*** Opening Data under study ***

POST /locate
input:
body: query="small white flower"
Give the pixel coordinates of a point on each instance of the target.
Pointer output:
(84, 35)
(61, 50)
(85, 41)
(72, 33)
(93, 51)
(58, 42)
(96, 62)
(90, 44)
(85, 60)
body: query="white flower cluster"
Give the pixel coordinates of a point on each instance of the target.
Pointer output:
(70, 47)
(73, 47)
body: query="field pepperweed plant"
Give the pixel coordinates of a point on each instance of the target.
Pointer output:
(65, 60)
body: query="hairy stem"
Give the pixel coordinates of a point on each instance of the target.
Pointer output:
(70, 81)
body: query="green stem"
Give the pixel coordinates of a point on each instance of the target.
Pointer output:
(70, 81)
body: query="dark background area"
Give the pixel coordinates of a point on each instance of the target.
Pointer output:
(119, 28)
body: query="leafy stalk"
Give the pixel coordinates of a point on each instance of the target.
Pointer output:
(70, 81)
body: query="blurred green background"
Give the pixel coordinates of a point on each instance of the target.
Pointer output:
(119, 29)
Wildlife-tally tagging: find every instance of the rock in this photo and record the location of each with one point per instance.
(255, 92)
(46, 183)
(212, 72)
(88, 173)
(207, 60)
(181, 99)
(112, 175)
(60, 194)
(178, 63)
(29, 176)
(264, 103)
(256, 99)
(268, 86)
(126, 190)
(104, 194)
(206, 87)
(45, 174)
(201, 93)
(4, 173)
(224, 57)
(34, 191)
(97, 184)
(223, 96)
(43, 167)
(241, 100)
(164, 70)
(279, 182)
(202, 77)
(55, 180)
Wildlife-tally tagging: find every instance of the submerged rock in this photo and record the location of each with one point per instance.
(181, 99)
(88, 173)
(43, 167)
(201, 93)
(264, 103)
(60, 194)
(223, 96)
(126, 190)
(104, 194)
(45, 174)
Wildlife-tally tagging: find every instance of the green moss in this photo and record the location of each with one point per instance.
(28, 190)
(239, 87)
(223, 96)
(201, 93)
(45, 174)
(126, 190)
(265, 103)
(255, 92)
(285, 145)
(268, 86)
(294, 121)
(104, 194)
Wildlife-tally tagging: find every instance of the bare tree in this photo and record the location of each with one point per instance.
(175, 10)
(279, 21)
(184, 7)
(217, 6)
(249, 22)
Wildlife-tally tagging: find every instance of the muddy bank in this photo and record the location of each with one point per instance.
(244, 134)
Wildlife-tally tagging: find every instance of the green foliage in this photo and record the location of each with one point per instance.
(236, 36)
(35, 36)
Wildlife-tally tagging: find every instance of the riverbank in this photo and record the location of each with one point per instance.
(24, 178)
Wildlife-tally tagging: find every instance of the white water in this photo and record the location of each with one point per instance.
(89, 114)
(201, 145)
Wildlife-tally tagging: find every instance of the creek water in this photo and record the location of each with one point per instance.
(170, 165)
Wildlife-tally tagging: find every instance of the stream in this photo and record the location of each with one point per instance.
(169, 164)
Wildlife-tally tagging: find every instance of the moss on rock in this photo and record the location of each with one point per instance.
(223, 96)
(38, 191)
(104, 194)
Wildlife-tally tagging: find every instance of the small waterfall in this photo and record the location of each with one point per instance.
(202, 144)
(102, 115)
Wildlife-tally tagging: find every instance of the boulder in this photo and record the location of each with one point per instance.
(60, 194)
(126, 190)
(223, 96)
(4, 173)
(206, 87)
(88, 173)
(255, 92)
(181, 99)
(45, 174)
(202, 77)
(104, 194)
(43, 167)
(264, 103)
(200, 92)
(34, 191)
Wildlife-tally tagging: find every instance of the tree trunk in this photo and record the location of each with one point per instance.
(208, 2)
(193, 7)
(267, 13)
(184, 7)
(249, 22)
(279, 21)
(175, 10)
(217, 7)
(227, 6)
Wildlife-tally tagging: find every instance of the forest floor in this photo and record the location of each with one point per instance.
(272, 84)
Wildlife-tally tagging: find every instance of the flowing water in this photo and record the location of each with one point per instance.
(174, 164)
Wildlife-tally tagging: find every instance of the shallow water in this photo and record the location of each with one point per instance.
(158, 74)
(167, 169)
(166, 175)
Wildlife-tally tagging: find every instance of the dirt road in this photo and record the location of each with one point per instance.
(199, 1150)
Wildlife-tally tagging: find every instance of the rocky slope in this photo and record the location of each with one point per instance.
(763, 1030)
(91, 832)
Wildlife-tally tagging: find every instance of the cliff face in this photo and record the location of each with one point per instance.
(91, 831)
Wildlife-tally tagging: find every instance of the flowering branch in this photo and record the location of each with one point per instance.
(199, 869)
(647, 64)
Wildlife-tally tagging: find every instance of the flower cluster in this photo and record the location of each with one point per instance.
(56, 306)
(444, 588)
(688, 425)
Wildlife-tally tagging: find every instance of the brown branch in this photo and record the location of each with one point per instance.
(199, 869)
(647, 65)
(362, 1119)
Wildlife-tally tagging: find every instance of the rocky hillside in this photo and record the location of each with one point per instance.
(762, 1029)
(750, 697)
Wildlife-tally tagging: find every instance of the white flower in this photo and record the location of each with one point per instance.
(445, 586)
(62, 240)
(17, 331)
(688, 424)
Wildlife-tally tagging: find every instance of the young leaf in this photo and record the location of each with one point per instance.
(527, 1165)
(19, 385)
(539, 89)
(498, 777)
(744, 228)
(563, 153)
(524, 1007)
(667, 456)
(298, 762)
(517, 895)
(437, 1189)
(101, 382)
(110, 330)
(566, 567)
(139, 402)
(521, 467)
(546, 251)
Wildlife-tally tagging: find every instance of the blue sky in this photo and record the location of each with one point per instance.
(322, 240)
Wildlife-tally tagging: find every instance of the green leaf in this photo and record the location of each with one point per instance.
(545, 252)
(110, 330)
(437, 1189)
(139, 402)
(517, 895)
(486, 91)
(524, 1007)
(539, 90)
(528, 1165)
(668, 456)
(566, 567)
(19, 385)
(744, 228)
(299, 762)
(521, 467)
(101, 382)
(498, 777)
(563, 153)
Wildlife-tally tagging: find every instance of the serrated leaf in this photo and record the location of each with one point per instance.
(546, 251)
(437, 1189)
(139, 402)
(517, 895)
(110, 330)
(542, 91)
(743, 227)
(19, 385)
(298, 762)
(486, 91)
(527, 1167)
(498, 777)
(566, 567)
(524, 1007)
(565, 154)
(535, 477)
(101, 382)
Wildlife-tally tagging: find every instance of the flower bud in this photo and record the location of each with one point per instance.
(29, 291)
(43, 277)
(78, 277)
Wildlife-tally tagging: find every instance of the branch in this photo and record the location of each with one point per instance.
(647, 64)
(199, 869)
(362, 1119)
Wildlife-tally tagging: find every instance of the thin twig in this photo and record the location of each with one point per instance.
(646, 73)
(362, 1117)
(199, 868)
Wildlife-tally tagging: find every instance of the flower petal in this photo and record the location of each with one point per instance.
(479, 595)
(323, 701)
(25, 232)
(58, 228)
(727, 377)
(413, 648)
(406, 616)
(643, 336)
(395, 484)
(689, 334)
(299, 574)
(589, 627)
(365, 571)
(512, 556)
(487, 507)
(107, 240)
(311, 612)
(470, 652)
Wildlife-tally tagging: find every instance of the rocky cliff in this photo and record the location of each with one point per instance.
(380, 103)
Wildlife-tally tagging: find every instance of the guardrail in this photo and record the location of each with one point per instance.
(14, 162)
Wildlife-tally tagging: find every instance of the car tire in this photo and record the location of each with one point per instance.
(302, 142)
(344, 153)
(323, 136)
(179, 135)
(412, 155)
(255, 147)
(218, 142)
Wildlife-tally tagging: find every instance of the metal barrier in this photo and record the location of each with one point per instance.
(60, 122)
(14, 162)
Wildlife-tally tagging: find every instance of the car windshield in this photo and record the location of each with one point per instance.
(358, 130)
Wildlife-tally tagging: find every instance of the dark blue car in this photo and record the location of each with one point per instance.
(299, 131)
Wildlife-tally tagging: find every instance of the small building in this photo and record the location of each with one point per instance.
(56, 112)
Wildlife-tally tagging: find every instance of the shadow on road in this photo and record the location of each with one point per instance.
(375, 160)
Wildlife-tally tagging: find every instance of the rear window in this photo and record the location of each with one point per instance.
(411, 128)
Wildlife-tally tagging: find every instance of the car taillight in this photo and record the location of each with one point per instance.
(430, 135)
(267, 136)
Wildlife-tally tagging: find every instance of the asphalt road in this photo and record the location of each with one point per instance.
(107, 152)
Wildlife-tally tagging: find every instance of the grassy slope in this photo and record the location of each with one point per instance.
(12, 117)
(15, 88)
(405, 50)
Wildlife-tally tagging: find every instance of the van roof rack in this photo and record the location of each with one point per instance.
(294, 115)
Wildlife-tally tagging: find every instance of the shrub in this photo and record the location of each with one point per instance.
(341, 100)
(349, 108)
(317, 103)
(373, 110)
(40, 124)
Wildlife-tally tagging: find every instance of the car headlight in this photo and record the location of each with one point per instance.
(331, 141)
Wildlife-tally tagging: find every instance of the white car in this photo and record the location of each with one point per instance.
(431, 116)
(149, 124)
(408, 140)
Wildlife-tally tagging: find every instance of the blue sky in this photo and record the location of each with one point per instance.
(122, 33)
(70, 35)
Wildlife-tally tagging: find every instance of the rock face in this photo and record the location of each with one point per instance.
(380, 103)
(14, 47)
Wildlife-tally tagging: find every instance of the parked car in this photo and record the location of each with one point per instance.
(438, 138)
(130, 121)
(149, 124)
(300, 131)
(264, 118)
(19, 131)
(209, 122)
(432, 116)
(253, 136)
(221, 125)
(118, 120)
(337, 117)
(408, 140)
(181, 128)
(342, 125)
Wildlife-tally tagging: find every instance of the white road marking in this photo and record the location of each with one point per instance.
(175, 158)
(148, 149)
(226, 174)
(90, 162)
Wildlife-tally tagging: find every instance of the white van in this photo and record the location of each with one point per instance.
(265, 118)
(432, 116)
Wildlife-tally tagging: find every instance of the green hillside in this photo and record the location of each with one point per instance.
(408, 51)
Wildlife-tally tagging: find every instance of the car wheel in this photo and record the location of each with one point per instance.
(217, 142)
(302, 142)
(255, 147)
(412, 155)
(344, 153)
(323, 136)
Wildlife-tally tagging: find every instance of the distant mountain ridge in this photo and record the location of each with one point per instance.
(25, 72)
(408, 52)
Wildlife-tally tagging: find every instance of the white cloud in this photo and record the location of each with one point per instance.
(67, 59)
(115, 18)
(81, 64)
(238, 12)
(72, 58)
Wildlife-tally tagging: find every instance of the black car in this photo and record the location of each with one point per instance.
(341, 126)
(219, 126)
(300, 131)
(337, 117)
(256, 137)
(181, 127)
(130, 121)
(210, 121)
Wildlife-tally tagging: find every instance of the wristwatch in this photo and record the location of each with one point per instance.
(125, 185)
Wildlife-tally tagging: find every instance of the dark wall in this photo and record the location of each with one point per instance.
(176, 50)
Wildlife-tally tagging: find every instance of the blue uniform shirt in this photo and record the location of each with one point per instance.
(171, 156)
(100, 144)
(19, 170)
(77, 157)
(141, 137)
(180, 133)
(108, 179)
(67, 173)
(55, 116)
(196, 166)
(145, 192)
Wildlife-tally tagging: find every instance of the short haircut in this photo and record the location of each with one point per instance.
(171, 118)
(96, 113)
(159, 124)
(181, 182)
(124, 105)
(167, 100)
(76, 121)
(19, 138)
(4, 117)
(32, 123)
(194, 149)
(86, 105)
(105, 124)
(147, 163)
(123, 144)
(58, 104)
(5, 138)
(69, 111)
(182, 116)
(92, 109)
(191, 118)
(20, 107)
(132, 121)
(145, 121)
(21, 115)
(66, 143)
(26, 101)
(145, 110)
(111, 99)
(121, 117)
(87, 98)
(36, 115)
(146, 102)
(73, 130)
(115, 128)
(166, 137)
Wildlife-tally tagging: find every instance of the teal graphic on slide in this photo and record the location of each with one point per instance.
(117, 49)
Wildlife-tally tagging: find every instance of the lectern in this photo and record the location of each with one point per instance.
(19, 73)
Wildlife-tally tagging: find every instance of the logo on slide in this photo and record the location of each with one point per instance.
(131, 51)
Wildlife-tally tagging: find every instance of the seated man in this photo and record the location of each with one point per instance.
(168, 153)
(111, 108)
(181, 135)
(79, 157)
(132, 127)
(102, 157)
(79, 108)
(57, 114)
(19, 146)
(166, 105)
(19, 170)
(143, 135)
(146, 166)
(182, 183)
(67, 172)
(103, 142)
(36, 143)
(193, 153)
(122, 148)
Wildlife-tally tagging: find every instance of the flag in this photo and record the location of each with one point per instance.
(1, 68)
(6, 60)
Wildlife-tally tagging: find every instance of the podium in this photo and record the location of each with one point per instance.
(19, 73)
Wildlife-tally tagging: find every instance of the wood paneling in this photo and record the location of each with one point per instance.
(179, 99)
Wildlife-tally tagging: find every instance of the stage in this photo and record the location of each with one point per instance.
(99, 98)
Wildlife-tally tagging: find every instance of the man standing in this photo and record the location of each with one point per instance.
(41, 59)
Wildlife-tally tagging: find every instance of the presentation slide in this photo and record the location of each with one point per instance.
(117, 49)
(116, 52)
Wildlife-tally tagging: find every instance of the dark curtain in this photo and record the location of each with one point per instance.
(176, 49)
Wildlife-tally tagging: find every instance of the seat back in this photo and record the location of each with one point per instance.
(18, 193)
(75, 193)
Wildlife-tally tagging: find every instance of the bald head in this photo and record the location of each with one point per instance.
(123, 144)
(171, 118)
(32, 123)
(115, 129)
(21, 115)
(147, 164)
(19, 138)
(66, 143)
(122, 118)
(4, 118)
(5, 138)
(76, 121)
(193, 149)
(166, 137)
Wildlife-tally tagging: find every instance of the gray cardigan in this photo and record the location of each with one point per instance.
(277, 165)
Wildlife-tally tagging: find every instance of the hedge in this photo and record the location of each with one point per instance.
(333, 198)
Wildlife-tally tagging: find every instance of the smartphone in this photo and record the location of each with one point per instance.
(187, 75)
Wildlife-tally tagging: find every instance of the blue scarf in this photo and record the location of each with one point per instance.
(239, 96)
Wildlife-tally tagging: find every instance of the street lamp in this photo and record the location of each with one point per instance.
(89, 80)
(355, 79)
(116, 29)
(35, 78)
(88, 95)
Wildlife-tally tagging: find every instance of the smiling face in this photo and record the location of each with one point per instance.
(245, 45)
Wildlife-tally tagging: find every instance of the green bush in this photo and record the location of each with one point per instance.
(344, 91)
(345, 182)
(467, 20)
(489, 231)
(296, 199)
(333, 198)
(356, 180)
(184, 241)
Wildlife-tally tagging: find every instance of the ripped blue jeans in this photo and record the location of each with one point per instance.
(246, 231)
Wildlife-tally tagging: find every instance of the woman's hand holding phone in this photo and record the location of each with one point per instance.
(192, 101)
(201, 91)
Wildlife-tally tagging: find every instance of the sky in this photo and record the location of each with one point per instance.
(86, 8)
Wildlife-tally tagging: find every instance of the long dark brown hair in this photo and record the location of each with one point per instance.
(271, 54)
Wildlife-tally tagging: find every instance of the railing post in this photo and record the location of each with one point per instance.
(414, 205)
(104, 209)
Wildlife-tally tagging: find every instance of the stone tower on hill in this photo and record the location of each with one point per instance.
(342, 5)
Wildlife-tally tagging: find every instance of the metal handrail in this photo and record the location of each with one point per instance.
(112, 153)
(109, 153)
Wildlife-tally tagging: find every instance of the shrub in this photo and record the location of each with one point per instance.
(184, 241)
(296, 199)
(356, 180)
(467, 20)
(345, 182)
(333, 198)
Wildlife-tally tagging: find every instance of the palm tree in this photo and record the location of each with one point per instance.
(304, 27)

*** Closing Data under study ***

What you should do: Reproduce each line of the records in which "query" appears.

Expected answer:
body: query="small white flower"
body: query="white flower cluster"
body: query="field pepperweed plant"
body: query="hairy stem"
body: query="green stem"
body: query="dark background area"
body: query="leafy stalk"
body: query="blurred green background"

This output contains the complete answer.